* _GIVEN TEXT_
Jiwon Min Developer

Building a Production-Ready AWS VPC with Terraform Modules

When operating cloud infrastructure, the battle against “repetition” is unavoidable. The need to build similar yet subtly different network environments across multiple stages like development, staging, and production is a challenge every server engineer faces. While manually configuring VPCs, subnets, and routing tables in the AWS console might seem intuitive at first, the potential for error grows exponentially as the scale increases. Tracking change history or reproducing an identical environment becomes nearly impossible.

This is where IaC (Infrastructure as Code) comes to the rescue, with Terraform at its core. Terraform allows you to define infrastructure as code, version control it, and provision it in an automated fashion. However, simply dumping all your resources into one giant .tf file only leads to another management nightmare. As code becomes long and complex, readability suffers, and reusing specific parts becomes difficult. The true value of IaC shines through ‘modularization’. A well-designed Terraform module, much like a well-written function in a programming language, abstracts complex infrastructure components into concise, reusable forms.

In this post, we will take a deep dive into building a complete VPC (Virtual Private Cloud), the foundation of all AWS infrastructure, as a Terraform module. We will go beyond simply listing resources to implement a high-availability architecture required for production environments as code. We will also present practical code and best practices on how to design it as a reusable module. Through this article, you will break free from the shackles of manual work and acquire the core competency to build stable, scalable cloud infrastructure.

Building a Production-Ready AWS VPC with Terraform Modules

© AI Generated Image


Background and Problem Definition: Why is VPC Modularization Essential?

The first step to deploying an application in a cloud environment is always to configure the network infrastructure, the VPC. A production-grade VPC isn’t just about allocating a network range; it must satisfy complex requirements such as:

  • High Availability: Resources must be distributed across multiple Availability Zones (AZs) to prepare for failures.
  • Security: Public Subnets, which communicate directly with the internet, must be separated from Private Subnets for internal services and databases.
  • Network Connectivity: A NAT Gateway must be configured to allow resources in private subnets to communicate with the outside world (e.g., package repositories).
  • Routing Policies: Sophisticated Route Tables are needed to control the traffic flow for each subnet.

If you manage these components manually or with copy-pasted Terraform code for each environment (dev, staging, prod), you’ll face problems like outages due to minor configuration differences or difficulty in applying common security policies universally. Terraform modularization is the clear solution to these issues. By encapsulating all the logic for creating a VPC into a single, independent ‘module’, you can configure your infrastructure by simply calling this module with the necessary parameters (e.g., VPC CIDR, number of subnets) for each environment.

* _PROVIDED INFORMATION_
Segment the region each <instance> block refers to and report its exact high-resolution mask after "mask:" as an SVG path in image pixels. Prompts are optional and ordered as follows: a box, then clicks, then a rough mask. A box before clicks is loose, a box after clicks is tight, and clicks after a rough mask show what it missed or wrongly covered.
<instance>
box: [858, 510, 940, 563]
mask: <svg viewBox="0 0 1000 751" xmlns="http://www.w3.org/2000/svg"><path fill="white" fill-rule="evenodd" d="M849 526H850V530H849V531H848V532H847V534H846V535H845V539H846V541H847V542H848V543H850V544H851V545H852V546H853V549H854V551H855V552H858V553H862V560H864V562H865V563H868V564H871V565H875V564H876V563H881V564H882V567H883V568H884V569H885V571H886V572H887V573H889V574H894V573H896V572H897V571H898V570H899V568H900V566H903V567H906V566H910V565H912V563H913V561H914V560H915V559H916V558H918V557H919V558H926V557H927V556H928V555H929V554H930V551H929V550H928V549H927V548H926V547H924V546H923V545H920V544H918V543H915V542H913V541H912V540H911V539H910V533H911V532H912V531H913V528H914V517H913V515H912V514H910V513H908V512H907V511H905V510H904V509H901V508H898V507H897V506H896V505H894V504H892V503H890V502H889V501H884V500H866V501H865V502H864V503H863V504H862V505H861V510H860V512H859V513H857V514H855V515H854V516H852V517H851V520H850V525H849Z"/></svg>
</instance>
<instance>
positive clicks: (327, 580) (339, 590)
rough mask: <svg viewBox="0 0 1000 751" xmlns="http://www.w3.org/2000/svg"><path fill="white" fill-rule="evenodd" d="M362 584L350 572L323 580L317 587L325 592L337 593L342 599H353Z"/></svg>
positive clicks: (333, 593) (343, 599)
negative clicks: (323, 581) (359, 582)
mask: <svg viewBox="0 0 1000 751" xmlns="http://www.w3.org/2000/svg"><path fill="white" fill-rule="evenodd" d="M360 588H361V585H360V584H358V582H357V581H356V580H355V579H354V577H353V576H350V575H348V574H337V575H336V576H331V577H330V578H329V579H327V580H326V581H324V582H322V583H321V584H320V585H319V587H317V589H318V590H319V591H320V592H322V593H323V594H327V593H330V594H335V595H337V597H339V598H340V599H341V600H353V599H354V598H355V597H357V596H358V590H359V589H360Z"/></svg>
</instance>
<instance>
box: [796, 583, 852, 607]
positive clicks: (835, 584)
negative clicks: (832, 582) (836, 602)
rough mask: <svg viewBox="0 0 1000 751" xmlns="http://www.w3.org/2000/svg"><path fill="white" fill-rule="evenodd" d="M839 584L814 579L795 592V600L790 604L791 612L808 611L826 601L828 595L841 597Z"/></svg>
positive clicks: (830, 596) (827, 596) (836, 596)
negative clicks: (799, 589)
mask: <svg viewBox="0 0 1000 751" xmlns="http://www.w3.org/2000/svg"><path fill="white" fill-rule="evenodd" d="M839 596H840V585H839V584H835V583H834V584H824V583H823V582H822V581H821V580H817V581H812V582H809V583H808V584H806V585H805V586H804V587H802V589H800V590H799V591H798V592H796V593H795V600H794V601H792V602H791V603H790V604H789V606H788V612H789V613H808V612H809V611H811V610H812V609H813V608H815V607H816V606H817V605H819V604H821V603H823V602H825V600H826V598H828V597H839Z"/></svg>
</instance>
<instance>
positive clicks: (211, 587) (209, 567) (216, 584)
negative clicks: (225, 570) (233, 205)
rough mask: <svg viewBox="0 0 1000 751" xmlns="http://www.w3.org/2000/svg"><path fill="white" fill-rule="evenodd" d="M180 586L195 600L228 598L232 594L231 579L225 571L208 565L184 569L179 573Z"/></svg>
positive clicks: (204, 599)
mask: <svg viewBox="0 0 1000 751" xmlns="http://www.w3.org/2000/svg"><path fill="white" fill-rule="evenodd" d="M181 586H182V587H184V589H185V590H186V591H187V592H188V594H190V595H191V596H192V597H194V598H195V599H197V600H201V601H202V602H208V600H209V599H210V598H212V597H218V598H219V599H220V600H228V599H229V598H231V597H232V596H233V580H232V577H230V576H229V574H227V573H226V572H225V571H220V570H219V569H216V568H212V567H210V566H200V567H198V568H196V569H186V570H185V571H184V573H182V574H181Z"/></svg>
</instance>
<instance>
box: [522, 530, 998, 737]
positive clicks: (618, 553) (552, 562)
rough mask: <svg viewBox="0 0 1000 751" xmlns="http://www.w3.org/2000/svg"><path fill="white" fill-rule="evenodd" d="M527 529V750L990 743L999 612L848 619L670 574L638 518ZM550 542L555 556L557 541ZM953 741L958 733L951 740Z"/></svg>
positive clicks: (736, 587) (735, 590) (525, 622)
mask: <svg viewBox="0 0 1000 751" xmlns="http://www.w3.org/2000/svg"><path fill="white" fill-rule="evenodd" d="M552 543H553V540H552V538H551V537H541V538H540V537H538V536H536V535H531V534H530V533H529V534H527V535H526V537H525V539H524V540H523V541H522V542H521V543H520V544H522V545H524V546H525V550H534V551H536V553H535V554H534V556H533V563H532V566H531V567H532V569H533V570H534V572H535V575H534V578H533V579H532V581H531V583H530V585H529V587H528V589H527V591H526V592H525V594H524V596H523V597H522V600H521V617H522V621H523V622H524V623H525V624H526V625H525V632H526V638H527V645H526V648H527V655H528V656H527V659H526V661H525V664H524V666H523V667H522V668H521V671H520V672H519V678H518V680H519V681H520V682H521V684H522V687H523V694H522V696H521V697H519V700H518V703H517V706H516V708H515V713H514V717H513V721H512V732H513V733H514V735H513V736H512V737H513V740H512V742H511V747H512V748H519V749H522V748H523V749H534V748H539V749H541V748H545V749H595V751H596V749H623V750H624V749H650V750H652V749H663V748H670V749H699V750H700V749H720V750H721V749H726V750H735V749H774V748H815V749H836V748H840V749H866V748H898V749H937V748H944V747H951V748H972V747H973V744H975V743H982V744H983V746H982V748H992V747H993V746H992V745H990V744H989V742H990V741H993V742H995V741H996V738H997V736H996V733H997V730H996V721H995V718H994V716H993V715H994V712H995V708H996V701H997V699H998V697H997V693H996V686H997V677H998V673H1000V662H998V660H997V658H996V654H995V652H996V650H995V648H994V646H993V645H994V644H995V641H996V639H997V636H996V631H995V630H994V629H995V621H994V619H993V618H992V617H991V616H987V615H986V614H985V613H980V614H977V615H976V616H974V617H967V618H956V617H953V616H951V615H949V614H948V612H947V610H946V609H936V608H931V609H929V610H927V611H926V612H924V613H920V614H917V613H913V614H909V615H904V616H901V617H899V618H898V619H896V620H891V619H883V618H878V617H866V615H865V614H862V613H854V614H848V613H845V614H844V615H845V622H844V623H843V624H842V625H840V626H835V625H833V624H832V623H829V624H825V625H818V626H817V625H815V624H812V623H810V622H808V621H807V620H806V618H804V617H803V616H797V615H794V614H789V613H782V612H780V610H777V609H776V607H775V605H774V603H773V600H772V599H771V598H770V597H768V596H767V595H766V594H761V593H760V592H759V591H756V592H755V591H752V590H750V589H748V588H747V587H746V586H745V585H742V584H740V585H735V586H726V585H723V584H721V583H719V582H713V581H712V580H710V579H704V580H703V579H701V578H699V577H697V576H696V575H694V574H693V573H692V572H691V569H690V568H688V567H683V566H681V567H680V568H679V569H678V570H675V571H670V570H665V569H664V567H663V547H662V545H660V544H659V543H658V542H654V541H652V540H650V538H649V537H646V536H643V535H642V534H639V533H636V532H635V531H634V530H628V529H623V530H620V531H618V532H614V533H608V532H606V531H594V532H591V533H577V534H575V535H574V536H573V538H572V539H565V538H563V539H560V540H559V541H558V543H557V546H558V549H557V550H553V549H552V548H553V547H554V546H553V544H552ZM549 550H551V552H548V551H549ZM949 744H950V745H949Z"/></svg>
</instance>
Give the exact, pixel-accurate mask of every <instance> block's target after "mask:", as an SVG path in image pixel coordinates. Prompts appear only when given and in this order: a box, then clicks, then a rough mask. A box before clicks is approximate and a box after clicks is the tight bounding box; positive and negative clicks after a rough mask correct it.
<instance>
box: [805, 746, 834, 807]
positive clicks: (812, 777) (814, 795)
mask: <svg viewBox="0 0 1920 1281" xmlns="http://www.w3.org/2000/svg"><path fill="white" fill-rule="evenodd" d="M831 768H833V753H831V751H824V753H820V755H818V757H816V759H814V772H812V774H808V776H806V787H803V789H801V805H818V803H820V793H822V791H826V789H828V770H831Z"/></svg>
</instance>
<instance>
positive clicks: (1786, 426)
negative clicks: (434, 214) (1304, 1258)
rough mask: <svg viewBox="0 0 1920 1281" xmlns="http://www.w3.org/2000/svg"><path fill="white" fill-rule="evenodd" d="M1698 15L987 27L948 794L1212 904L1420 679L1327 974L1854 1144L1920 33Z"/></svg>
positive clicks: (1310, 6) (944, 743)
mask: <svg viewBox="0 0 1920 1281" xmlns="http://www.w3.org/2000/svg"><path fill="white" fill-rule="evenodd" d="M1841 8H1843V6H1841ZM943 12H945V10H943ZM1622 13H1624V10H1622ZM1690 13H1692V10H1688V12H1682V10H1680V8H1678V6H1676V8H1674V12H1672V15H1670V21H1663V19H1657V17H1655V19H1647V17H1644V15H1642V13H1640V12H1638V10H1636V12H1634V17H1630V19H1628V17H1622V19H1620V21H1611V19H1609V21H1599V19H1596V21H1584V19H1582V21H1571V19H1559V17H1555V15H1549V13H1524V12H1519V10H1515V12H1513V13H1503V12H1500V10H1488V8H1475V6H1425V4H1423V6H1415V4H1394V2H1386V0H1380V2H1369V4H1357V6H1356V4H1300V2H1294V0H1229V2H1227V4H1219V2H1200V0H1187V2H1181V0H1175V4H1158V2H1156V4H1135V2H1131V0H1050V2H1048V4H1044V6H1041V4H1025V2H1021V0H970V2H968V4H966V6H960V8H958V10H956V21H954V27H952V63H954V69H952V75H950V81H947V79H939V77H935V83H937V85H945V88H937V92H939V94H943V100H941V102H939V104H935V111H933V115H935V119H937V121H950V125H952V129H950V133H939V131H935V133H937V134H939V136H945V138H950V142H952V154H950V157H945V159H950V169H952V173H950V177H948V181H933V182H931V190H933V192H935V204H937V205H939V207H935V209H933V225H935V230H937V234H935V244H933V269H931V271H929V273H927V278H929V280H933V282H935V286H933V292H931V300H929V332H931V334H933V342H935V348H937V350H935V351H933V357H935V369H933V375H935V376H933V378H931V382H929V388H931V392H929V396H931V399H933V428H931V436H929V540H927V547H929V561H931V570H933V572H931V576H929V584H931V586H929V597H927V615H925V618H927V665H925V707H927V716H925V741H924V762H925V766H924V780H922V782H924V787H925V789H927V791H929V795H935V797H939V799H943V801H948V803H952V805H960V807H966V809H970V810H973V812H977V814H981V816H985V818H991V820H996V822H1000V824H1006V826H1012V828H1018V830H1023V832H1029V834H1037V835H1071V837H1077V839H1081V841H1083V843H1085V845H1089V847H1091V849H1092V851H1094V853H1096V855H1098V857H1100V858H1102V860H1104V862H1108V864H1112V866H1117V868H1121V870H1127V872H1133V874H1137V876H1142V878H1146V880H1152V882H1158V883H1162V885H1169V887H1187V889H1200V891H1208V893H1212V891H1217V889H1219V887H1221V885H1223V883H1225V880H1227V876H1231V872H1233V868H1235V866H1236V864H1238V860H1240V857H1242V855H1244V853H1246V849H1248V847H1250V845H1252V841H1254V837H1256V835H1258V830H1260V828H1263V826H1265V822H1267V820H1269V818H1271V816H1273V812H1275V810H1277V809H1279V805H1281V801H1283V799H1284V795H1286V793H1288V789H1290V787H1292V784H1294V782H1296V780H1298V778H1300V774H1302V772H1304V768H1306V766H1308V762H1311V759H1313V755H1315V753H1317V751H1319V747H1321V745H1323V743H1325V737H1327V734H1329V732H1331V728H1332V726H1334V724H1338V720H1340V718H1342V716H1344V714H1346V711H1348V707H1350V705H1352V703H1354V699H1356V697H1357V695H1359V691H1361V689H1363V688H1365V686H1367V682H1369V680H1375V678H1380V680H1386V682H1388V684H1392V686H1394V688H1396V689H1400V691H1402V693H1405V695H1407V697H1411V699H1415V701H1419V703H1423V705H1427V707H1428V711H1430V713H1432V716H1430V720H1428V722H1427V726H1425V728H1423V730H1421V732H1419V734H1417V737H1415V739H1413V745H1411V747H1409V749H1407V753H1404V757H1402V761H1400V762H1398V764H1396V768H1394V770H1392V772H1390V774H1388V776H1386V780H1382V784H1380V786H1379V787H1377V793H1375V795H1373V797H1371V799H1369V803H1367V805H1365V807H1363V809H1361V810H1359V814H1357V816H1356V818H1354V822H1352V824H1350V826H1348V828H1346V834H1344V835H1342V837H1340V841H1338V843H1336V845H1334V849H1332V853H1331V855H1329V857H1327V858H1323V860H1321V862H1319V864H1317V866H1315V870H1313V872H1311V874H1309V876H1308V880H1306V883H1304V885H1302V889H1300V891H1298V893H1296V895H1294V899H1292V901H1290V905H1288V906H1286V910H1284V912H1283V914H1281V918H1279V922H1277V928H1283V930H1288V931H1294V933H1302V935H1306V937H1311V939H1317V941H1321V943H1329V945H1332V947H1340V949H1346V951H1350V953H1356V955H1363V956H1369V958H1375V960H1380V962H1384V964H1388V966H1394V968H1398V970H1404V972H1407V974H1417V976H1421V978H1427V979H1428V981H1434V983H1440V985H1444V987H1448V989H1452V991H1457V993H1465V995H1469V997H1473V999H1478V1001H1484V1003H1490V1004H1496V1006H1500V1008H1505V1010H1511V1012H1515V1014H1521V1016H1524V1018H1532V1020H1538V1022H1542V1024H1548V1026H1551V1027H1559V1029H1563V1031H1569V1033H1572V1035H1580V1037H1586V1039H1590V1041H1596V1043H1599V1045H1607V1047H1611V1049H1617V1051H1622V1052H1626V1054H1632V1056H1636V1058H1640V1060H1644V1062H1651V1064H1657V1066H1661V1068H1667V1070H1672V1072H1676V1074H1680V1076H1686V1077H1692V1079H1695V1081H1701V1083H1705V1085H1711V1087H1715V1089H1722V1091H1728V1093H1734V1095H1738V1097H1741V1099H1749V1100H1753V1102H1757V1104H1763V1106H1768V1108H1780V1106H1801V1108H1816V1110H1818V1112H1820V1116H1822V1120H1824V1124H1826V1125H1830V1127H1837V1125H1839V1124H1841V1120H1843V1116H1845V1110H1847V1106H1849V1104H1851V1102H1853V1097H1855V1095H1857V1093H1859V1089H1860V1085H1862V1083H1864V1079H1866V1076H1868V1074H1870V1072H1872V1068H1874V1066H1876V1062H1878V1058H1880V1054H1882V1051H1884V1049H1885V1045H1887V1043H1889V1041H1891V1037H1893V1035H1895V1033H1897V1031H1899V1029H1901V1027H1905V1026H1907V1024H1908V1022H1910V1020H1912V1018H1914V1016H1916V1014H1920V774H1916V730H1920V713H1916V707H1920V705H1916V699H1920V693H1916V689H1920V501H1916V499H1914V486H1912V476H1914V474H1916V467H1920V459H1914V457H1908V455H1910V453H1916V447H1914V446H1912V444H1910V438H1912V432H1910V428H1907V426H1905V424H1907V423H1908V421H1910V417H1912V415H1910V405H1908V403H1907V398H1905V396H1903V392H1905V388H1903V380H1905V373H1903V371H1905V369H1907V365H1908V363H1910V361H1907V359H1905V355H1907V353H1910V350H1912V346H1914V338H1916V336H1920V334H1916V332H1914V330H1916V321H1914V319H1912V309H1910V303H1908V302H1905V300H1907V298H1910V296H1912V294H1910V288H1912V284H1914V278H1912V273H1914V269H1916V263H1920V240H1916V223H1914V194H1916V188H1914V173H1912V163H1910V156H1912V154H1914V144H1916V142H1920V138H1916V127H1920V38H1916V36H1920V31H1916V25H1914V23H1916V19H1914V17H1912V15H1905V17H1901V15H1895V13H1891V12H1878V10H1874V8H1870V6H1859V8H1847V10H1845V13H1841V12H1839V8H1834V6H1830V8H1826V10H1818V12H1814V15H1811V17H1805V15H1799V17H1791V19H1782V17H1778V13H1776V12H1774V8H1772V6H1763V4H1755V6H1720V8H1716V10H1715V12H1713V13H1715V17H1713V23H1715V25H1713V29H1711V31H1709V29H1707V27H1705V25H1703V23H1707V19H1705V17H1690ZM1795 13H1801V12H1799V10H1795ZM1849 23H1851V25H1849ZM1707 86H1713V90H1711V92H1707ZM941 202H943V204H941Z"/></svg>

* _WHAT IS BEING ASKED_
Carry the article on building an AWS VPC with Terraform modules forward from its last paragraph, writing the section that follows.

* _SOLVED PROBLEM_
This approach offers the following benefits:

  1. Reusability: A single, well-crafted VPC module can be used to quickly deploy consistent networks across multiple projects and environments.
  2. Maintainability: When the VPC network structure needs to be changed, you only need to modify the module code, and the changes can be applied to all environments using it at once.
  3. Readability: The root Terraform code becomes very concise, like module "production_vpc" {...}, making it easy to grasp the overall infrastructure architecture.

Now, let’s define a production-grade VPC architecture and walk through the step-by-step process of implementing it as a reusable Terraform module.

Core Architecture and Principles: Production VPC and Terraform Module Structure

The VPC we will build follows a standard production structure capable of supporting a typical 3-Tier architecture.

  • VPC: A private IP address space with a /16 block.
  • Availability Zones (AZs): Resources distributed across at least two AZs.
  • Public Subnets: One per AZ. Connected to an Internet Gateway, allowing two-way communication with the internet. (e.g., Web Servers, Bastion Hosts, ALB/NLB).
  • Private Subnets: One per AZ. Only outbound communication to the internet is allowed through a NAT Gateway. (e.g., Application Servers, DBs).
  • Internet Gateway (IGW): Manages communication between the VPC and the internet.
  • NAT Gateway: One placed in the public subnet of each AZ. Serves as a gateway for resources in private subnets to access the internet. Created per AZ for high availability.
  • Route Tables: Separate route tables for public and private subnets to control traffic.

The directory structure for the Terraform module to implement this architecture is as follows:

.
├── main.tf         # Root file that calls the module to create the actual infrastructure
├── variables.tf    # Defines variables for the root module
├── terraform.tfvars  # Assigns actual values to variables (e.g., staging environment values)
└── modules/
    └── vpc/
        ├── main.tf         # Core resource definitions for the VPC module
        ├── variables.tf    # Defines input variables for the VPC module
        └── outputs.tf      # Defines the output values the module will return after creation
  • modules/vpc/: The reusable module responsible for creating the VPC.
  • Root directory (.): The top-level location of the project that ‘calls’ this module to create a VPC for a specific environment (e.g., ‘staging’).

This structure follows the Separation of Concerns principle, allowing for effective management of infrastructure code complexity.

Deep Dive into Practical Code/Configuration

Let’s now write the actual code to complete our VPC module.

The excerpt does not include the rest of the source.